**Text**
Periodic Reporting for period 1 - EU NAVIGATE (Implementation and evaluation of a Navigation Intervention for People with Cancer in Old Age and their Family Caregivers: an international pragmatic randomized controlled trial)
Période du rapport: 2022-09-01 au 2024-02-29
To sustainably meet the increasing needs for high-quality supportive, palliative, and end-of-life care for older people with cancer and their family within existing EU healthcare systems, navigation interventions hold promise. Navigation interventions aim to support, educate, and empower patients (and in some programs also families), and address individual and community barriers to cancer-related diagnostics, treatment, and care to ensure timely access to needed services and resources. However, in Europe hardly any cancer navigation services have been developed, let alone tested using high-quality research methods.
The EU NAVIGATE project is an interdisciplinary, cross-country and intersectoral project aiming to implement a Navigation Intervention (NavCare-EU) for older people with cancer and their family caregivers in different health care systems in Europe, and to evaluate its effectiveness and cost effectiveness. NavCare-EU is a person- and family-centered non-pharmacological intervention in which navigators, primarily volunteers and social workers, collaborate with patients and families to improve quality of life and well-being, foster empowerment, and facilitate timely and equitable access to health and social care services and resources as needed, throughout the supportive and palliative care continuum. NavCare-EU is based on the existing and successfully tested Nav-Care intervention from Canada that had demonstrated feasibility and received positive feedback from clients, indicating benefits such as social support, assistance with navigating healthcare systems, increased knowledge of available services, access to resources, and family respite. These factors contribute to potential improvements in quality of life and wellbeing. The main activities of navigators focus on addressing the needs, quality of life, and wellbeing of patients and family caregivers, the provision of information and psychosocial support, and ensuring people can connect to and access necessary services or resources. Above all, navigators are trained to ask the question ‘What is most important to you today?’ and work alongside patients and families to help them accomplish that.

**Information**
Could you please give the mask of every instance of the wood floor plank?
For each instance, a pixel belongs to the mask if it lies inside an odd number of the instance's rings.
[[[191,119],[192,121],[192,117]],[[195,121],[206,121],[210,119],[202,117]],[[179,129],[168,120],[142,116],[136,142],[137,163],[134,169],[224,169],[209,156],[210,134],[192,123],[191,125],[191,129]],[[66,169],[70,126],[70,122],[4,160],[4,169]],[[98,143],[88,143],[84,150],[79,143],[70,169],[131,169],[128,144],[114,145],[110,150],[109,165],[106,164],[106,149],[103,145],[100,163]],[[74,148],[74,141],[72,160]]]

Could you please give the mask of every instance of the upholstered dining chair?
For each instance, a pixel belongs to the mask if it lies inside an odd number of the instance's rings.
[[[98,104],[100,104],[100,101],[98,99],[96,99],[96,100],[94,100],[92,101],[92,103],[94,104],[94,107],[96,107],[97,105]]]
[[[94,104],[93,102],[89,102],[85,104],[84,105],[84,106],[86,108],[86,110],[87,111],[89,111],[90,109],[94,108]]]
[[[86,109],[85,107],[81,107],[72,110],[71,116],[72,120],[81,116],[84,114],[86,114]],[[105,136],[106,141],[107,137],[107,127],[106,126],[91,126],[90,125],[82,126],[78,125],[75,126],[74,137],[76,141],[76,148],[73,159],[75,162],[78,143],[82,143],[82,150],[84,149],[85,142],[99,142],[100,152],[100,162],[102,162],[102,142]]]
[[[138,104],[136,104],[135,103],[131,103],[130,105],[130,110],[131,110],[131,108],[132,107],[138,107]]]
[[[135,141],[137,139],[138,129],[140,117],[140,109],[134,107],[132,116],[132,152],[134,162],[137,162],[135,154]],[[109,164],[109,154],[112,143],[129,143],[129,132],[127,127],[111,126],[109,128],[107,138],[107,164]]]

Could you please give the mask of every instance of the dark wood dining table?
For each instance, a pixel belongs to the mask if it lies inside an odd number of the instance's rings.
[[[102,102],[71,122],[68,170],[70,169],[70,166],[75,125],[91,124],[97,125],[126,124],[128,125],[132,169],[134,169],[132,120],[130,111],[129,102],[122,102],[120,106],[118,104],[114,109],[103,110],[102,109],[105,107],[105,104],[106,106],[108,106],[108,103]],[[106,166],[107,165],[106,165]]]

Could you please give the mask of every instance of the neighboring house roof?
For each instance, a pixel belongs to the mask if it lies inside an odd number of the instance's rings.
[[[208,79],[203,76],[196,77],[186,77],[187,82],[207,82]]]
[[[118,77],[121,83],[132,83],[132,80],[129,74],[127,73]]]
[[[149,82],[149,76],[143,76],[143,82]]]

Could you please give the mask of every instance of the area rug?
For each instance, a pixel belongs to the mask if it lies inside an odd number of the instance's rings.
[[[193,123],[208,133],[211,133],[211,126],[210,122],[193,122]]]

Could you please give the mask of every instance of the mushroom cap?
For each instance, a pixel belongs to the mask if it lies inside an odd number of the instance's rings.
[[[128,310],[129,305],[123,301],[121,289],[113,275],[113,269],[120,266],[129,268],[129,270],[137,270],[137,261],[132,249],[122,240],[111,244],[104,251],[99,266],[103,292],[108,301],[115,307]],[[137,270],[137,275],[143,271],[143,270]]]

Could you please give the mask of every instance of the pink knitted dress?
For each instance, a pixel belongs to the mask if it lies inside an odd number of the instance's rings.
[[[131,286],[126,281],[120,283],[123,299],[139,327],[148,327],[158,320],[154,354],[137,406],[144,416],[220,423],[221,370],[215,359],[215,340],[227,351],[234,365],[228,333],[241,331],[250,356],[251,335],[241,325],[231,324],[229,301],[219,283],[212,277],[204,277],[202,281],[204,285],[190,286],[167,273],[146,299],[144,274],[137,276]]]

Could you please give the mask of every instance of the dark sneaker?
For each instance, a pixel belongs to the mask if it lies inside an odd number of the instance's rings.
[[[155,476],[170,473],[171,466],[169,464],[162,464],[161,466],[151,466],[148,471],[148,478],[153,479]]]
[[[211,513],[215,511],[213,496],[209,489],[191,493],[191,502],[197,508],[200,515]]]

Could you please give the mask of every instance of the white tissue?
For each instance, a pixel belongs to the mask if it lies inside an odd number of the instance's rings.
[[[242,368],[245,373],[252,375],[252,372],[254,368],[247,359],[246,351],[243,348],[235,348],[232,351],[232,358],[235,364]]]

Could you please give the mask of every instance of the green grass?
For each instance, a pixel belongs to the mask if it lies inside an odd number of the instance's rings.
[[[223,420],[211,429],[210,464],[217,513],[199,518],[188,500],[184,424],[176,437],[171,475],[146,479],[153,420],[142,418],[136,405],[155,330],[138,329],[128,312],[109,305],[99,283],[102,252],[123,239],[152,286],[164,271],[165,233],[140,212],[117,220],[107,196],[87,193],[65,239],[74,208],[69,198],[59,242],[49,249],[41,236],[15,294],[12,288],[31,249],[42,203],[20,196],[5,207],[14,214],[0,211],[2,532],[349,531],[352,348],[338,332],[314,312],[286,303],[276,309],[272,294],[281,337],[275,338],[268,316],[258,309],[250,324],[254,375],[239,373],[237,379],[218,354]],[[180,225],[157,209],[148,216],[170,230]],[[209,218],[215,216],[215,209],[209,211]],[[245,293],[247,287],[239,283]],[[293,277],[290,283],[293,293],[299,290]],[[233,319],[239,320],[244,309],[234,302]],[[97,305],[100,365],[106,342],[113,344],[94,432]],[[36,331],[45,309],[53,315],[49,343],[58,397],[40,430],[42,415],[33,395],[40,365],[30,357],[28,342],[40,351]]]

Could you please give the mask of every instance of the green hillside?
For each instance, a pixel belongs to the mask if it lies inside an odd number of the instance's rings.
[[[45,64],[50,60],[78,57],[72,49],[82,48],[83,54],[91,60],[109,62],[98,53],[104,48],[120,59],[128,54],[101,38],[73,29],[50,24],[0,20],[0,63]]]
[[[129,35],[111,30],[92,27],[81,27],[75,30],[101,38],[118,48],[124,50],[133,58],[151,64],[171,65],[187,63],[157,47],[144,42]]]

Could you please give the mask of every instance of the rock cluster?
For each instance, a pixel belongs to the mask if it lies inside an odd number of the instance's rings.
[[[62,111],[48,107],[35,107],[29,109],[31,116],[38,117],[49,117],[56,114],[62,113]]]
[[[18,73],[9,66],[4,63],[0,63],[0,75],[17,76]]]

**Problem to work on**
Please reproduce the stretch of the EU NAVIGATE report from "Période du rapport: 2022-09-01" through "high-quality research methods.", word for word. The data comes from a source unrelated to the EU NAVIGATE report.

**Exercise output**
Période du rapport: 2022-09-01 au 2024-02-29
To sustainably meet the increasing needs for high-quality supportive, palliative, and end-of-life care for older people with cancer and their family within existing EU healthcare systems, navigation interventions hold promise. Navigation interventions aim to support, educate, and empower patients (and in some programs also families), and address individual and community barriers to cancer-related diagnostics, treatment, and care to ensure timely access to needed services and resources. However, in Europe hardly any cancer navigation services have been developed, let alone tested using high-quality research methods.